== Records supplied ==

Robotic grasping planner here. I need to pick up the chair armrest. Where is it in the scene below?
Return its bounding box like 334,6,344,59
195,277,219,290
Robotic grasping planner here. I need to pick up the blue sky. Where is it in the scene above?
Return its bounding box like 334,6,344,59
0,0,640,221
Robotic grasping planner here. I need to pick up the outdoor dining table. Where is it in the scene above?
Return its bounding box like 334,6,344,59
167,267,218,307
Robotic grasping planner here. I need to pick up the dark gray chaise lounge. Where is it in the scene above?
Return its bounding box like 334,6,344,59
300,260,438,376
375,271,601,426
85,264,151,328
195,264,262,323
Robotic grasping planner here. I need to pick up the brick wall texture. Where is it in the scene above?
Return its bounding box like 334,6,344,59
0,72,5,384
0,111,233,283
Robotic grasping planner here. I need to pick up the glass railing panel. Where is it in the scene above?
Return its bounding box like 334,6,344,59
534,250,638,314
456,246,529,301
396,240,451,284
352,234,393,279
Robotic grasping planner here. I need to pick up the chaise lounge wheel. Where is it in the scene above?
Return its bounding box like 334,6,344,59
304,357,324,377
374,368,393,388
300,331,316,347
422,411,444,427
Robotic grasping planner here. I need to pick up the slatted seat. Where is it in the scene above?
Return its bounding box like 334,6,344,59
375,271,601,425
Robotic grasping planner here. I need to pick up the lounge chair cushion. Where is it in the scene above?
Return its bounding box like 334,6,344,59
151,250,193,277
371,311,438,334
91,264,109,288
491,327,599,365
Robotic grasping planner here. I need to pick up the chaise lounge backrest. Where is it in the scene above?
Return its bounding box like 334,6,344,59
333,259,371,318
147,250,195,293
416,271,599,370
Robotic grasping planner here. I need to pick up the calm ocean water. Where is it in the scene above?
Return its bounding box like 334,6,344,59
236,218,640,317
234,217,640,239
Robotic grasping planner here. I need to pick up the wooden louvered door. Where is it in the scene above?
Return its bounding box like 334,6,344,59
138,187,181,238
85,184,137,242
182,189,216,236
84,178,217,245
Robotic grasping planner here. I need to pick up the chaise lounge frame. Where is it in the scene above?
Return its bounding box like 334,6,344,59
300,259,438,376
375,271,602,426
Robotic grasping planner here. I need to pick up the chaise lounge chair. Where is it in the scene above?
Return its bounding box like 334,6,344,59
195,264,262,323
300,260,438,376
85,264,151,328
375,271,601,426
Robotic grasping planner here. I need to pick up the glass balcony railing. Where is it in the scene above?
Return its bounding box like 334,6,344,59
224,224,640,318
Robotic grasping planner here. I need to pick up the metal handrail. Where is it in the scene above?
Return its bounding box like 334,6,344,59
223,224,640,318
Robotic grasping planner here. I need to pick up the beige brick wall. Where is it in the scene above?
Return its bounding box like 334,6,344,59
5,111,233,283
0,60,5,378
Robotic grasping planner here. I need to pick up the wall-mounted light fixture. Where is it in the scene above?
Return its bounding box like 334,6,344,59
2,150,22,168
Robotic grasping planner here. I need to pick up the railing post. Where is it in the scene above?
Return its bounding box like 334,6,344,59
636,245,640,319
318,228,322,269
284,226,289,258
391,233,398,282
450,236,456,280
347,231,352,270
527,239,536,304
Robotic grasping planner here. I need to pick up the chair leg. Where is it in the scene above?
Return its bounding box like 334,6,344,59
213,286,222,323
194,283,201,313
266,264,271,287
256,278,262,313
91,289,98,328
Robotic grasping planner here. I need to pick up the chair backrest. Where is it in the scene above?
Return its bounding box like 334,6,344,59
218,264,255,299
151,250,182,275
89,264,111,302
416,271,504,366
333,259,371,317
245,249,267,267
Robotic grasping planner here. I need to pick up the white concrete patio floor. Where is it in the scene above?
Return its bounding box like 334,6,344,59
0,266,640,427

===

» **To do**
Copy out every line above that contains the string "backrest", matching its case exactly.

» **Response to this task**
Robotic grasping planner here. I need to pick up the chaise lounge backrest. Where is it in the scene above?
Robotic grasping planner here. I need to pick up the chair backrest. Where is it in the scene above?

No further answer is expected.